• TASK TO CARRY OUT:
Reproduce all of the entries below word for word, leaving every line unchanged.

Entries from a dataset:
------------------------------------------------------------
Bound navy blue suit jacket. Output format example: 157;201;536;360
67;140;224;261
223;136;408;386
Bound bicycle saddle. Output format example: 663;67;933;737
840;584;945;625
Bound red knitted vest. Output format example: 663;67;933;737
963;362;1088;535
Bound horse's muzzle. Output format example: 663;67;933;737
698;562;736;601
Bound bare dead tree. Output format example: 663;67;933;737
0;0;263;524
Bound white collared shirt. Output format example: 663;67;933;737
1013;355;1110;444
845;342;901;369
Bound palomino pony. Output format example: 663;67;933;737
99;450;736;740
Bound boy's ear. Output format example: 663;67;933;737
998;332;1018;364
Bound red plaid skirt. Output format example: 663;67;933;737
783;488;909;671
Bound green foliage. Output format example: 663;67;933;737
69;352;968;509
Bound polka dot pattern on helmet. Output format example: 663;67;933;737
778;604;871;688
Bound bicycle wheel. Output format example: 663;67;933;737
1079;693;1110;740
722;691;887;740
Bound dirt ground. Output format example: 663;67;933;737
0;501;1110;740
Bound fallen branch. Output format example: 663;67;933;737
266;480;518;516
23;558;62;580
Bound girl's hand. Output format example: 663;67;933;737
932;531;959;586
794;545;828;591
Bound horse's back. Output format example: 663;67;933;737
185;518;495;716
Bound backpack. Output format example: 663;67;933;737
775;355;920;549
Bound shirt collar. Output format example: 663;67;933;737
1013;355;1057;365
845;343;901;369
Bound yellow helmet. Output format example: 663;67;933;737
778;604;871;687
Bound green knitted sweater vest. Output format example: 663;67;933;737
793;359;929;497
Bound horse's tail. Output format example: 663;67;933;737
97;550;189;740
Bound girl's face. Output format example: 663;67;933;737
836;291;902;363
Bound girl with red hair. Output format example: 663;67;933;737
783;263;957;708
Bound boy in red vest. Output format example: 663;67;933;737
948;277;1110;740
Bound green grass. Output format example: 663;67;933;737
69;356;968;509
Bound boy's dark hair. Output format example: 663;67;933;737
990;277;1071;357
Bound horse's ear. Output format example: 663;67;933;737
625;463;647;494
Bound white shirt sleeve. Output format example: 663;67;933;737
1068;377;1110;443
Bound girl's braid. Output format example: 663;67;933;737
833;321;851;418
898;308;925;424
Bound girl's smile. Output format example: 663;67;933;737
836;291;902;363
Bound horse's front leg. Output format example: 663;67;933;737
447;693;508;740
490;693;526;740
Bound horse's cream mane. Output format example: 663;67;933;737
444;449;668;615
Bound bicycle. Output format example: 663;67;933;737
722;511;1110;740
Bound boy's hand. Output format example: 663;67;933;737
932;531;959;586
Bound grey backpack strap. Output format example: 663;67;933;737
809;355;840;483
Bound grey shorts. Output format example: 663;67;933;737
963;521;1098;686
------------------------------------------------------------
• PROBLEM SOLUTION:
Bound navy blue suit jacket. Output format example: 157;201;536;360
67;140;224;261
223;136;408;386
Bound bicycle saddle. Output format example: 663;67;933;737
840;584;945;625
Bound red knitted vest. Output format example: 663;67;933;737
963;362;1088;535
Bound horse's muzzle. Output format example: 663;67;933;737
698;562;736;601
Bound bare dead tree. Output format example: 663;67;933;737
0;0;263;524
Bound white collared shirt. Output format example: 663;67;933;737
1013;355;1110;444
845;342;901;369
Bound palomino pony. Output format example: 663;67;933;737
99;450;736;740
Bound boy's ear. Output format example: 663;67;933;737
998;332;1018;364
Bound red plaid skirt. Output format example: 663;67;933;737
783;488;909;671
Bound green foliage. Output format example: 663;67;933;737
69;352;968;509
Bound polka dot pattern on helmet. Output format example: 663;67;933;737
778;604;871;688
Bound bicycle wheel. Output format example: 663;67;933;737
1079;693;1110;740
722;691;887;740
Bound dirt ground. Output format example: 663;67;933;737
0;501;1110;740
Bound fallen branch. Output format example: 663;67;933;737
266;480;518;516
23;558;62;580
Bound girl's hand. Output format example: 663;67;933;737
932;531;959;586
794;545;828;591
Bound horse's back. Output format example: 663;67;933;737
185;518;495;716
Bound backpack. Output format example: 663;67;933;737
775;355;920;549
Bound shirt collar. Output format example: 663;67;933;737
1013;355;1057;365
845;343;901;369
Bound yellow helmet. Output format example: 663;67;933;737
778;604;871;687
Bound green knitted sweater vest. Output format example: 663;67;933;737
793;359;929;497
Bound horse's tail. Output format example: 663;67;933;737
97;550;189;740
Bound girl's face. Output format example: 663;67;933;737
836;291;902;363
Bound girl with red hair. Output format example: 663;67;933;737
783;263;957;708
Bound boy in red vest. Output format example: 663;67;933;737
948;277;1110;740
Bound green grass. Output format example: 663;67;933;737
69;356;968;509
Bound boy's dark hair. Output format example: 663;67;933;737
990;277;1071;357
Bound horse's ear. Output format example: 663;67;933;737
625;463;647;494
Bound white shirt sleeve. Output format example: 663;67;933;737
1068;377;1110;443
Bound girl's braid. Output format example: 663;67;933;737
833;321;851;418
898;308;925;424
Bound girl's smile. Output format example: 663;67;933;737
836;291;902;363
Bound horse's front leg. Output format example: 663;67;933;737
447;693;508;740
490;693;526;740
Bound horse's cream mane. Output format example: 663;67;933;737
444;449;668;615
Bound bicycle. Output format example: 663;67;933;737
722;511;1110;740
Bound boy's hand. Output format example: 663;67;933;737
932;531;959;586
Bound grey backpack strap. Output format example: 663;67;933;737
809;355;840;483
Bound grey shorts. Output format example: 663;67;933;737
963;521;1098;686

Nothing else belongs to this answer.